**EXERCISE BRIEF**
Change "Labeling instructions" to "Annotation instructions" everywhere it appears in the records below. Reproduce all the records with every other part unchanged.

**TASK MATERIAL**
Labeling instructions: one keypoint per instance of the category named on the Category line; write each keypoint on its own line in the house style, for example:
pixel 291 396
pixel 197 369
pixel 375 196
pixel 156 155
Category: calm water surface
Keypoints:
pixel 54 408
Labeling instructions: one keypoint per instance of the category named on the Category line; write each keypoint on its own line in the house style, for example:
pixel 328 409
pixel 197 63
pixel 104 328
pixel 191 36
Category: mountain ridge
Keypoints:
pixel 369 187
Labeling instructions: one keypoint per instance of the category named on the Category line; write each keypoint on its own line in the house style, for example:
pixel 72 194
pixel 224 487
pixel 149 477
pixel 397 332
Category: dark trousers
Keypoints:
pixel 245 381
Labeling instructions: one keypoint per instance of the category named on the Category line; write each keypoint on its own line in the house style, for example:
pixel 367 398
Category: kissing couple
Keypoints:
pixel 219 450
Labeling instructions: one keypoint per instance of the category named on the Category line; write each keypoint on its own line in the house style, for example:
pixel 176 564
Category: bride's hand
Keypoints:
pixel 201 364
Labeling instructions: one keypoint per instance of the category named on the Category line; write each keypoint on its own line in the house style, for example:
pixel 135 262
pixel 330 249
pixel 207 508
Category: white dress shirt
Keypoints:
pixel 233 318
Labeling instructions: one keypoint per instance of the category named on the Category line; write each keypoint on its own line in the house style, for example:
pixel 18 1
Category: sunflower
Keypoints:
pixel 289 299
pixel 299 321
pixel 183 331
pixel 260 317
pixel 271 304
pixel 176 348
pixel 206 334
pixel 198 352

**WORKED SOLUTION**
Annotation instructions: one keypoint per instance of the category named on the Category line; write each keypoint on its own line in the house style, for example:
pixel 291 396
pixel 197 369
pixel 375 196
pixel 156 155
Category: calm water surface
Keypoints:
pixel 54 408
Annotation instructions: one keypoint per instance of the category named on the Category line; write each keypoint on its own line in the house style, for example:
pixel 328 409
pixel 197 63
pixel 104 328
pixel 191 36
Category: mountain ridge
Keypoints:
pixel 369 187
Annotation instructions: one keypoint per instance of the category named on the Category line; write each keypoint on its own line in the house style, for example:
pixel 72 194
pixel 224 487
pixel 149 477
pixel 397 332
Category: dark trousers
Keypoints:
pixel 245 381
Annotation instructions: one keypoint per instance of the category named on the Category line; write each keypoint on its own line in the house style, for example:
pixel 367 398
Category: kissing couple
Keypoints:
pixel 219 450
Annotation instructions: one keypoint per instance of the category named on the Category line; write each keypoint on its own line in the house style, for example:
pixel 176 564
Category: bride's hand
Keypoints:
pixel 201 364
Annotation instructions: one keypoint per instance of the category named on the Category line; write each keypoint on its own line in the house style, for example:
pixel 135 262
pixel 330 249
pixel 207 508
Category: white dress shirt
Keypoints:
pixel 233 318
Annotation instructions: one keypoint per instance of the category named on the Category line; write each keypoint on its own line in the house style, for example:
pixel 18 1
Category: sunflower
Keypoints:
pixel 289 299
pixel 299 321
pixel 183 331
pixel 260 317
pixel 271 304
pixel 176 348
pixel 206 334
pixel 198 352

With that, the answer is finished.